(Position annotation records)
————————

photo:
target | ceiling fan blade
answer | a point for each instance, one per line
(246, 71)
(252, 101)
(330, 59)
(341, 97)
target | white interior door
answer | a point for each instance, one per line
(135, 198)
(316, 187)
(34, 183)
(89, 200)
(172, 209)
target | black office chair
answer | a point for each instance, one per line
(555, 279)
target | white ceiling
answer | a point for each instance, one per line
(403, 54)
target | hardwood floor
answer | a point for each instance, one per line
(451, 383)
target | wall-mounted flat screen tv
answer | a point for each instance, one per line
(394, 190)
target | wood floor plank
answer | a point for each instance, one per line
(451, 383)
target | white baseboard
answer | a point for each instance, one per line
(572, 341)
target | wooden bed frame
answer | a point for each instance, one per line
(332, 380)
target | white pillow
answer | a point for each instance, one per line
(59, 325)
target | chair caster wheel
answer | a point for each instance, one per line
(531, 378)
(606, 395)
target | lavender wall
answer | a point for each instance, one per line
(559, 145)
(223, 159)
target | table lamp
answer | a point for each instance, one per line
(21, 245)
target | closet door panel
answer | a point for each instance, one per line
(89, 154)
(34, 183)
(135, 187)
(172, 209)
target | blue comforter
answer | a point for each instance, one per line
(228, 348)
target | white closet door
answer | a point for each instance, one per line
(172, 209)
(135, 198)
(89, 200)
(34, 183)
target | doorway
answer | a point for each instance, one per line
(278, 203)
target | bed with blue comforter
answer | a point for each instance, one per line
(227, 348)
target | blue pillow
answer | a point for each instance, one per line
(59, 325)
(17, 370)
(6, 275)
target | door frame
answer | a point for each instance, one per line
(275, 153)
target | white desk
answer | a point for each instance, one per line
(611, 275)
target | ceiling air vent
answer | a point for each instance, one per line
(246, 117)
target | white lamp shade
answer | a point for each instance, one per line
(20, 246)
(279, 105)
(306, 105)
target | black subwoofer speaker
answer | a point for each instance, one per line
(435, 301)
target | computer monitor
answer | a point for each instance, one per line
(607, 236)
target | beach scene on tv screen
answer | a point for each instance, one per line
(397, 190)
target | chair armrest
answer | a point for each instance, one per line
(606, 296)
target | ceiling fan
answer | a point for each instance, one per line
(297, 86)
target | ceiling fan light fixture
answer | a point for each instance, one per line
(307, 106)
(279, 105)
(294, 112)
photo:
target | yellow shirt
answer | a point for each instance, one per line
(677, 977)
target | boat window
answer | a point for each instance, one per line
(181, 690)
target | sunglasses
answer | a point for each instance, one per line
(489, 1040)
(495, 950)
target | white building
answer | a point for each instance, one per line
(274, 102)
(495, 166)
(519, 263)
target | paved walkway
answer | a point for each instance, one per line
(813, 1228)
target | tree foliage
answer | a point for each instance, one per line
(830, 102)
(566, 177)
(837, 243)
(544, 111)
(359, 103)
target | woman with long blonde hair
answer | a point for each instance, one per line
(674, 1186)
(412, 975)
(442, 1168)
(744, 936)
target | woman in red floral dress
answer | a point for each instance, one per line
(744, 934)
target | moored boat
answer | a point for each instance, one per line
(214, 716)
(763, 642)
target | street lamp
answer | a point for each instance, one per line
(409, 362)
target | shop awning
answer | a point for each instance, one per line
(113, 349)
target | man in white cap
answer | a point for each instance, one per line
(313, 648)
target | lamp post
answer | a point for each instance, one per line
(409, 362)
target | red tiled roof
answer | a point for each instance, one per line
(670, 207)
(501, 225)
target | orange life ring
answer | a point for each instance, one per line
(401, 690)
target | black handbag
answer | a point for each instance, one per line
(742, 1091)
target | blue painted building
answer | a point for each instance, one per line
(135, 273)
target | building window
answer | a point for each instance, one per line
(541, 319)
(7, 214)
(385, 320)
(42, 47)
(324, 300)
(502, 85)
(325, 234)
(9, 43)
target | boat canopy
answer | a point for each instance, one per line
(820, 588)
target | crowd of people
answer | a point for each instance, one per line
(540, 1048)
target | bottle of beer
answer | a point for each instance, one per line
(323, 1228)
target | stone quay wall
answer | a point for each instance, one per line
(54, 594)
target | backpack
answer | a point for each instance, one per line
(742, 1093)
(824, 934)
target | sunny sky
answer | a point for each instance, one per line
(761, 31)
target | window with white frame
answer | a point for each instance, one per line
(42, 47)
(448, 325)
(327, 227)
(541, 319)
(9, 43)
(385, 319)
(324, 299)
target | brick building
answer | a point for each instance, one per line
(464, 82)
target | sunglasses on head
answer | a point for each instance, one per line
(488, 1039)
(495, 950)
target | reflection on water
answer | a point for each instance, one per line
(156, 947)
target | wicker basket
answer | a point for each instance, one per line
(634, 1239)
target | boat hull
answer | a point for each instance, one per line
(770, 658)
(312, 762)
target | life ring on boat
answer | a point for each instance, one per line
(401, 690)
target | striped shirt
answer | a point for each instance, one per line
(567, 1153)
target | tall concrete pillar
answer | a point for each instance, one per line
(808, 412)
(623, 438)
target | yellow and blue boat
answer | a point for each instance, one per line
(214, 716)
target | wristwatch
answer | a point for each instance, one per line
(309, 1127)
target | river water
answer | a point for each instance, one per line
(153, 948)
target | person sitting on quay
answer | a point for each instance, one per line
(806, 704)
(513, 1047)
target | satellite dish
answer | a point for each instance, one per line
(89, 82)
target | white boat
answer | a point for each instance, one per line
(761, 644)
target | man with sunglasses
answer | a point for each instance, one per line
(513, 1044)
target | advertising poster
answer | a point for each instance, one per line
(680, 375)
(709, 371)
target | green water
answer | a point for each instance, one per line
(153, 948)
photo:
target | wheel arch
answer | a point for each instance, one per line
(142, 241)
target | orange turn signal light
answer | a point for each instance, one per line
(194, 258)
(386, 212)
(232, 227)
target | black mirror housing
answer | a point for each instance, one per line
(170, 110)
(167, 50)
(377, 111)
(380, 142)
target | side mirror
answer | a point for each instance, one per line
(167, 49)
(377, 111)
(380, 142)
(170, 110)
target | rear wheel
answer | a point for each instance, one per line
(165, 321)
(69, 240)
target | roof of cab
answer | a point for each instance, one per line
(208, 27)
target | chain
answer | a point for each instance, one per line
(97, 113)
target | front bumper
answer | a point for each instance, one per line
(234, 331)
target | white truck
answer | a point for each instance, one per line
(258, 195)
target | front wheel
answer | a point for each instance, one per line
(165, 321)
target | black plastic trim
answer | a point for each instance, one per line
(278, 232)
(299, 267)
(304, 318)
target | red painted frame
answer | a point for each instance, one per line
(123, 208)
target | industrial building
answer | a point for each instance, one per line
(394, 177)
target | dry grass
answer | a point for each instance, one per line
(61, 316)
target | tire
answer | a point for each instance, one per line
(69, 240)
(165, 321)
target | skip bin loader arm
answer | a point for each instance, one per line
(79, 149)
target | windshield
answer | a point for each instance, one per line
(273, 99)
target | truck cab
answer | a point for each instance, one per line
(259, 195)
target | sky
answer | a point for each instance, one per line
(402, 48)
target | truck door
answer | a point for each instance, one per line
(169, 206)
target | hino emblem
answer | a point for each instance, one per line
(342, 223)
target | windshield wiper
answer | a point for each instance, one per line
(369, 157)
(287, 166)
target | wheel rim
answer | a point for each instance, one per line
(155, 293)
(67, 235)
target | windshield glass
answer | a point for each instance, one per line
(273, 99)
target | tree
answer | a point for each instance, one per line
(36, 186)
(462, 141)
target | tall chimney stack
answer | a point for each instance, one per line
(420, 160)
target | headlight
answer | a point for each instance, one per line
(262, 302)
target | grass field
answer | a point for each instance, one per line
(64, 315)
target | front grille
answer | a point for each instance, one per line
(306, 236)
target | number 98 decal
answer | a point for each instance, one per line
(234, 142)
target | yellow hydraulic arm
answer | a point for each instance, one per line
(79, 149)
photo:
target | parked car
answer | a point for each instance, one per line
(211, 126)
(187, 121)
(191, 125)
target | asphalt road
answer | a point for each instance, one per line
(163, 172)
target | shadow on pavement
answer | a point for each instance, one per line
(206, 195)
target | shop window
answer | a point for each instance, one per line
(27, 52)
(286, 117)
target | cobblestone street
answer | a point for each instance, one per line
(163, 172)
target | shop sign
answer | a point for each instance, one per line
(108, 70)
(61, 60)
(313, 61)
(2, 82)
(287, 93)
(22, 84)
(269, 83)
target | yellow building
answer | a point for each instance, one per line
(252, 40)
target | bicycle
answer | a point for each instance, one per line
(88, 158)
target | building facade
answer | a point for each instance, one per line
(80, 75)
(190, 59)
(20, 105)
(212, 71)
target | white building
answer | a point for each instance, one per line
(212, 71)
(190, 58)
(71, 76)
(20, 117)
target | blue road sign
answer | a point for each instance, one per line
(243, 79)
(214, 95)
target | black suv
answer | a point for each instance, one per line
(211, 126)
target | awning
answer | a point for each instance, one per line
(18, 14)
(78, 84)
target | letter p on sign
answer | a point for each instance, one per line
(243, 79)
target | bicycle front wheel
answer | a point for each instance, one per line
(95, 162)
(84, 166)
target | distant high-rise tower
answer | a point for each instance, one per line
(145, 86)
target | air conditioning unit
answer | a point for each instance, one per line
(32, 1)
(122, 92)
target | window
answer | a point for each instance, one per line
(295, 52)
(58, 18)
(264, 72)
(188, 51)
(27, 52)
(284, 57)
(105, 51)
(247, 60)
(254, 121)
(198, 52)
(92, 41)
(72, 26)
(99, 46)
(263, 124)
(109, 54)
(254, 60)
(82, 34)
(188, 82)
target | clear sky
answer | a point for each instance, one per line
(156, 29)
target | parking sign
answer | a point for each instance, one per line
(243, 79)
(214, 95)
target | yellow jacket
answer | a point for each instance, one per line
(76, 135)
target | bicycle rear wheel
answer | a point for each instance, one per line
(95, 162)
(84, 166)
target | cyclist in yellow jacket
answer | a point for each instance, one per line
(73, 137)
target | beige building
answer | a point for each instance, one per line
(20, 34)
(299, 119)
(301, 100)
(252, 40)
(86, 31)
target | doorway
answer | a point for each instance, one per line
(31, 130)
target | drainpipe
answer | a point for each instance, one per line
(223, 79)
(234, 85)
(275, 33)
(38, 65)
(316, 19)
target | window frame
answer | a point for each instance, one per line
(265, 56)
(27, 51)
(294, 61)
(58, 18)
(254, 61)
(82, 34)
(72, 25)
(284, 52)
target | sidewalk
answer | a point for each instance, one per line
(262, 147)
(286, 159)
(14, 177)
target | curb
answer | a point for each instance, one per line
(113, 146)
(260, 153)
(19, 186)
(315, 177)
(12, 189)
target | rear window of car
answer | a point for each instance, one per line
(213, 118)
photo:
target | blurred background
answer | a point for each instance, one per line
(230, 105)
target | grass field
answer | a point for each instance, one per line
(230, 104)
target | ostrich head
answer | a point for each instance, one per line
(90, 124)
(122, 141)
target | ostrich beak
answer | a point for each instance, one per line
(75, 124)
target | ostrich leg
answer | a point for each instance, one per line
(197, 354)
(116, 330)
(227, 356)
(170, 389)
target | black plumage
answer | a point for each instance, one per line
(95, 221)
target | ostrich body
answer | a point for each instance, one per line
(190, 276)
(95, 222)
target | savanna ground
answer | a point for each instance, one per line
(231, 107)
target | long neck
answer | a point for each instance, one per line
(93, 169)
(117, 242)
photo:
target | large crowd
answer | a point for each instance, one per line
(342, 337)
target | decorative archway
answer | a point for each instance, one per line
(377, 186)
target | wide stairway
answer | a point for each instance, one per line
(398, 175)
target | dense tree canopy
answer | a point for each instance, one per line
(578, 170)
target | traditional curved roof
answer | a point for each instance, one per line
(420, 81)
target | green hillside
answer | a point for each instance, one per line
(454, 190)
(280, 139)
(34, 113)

————————

--- TASK DIRECTIONS ---
Rescale the stretch of lines from the one containing "target | sunny sky" through the one containing "(513, 1047)", both ends included. Copy every line in that stretch, requests included, but multiply each point coordinate in the answers by 0.5 and round to a whole number, with halves rounded up.

--- COMPLETED EXERCISE ---
target | sunny sky
answer | a point for each instance, one per line
(381, 16)
target | window with white frame
answer | a point for each instance, one per line
(21, 24)
(224, 163)
(164, 114)
(271, 160)
(5, 22)
(193, 160)
(162, 150)
target | brick building
answer | a point for each instance, one per line
(232, 41)
target | sunglasses on head
answer | a point for each instance, one per line
(244, 520)
(248, 475)
target | reflection on water
answer | a point for each instance, one per line
(78, 474)
target | wicker basket
answer | a point for each instance, one per line
(317, 620)
target | boat hull
answer | a point for each instance, one per line
(385, 329)
(156, 381)
target | life ring on boat
answer | a point for each instance, one per line
(201, 345)
target | striped shirt
answer | a point for each instance, one per line
(284, 577)
target | tall concrete pillar
answer | a point for each instance, one per line
(404, 206)
(312, 219)
target | yellow and blue boat
answer | a point for each instance, one per line
(107, 358)
target | wristwatch
answer | a point for each instance, one per line
(155, 564)
target | river water
answer | a point for each instance, one per line
(77, 474)
target | person sitting on quay
answer | a point for each instance, one per line
(403, 352)
(257, 524)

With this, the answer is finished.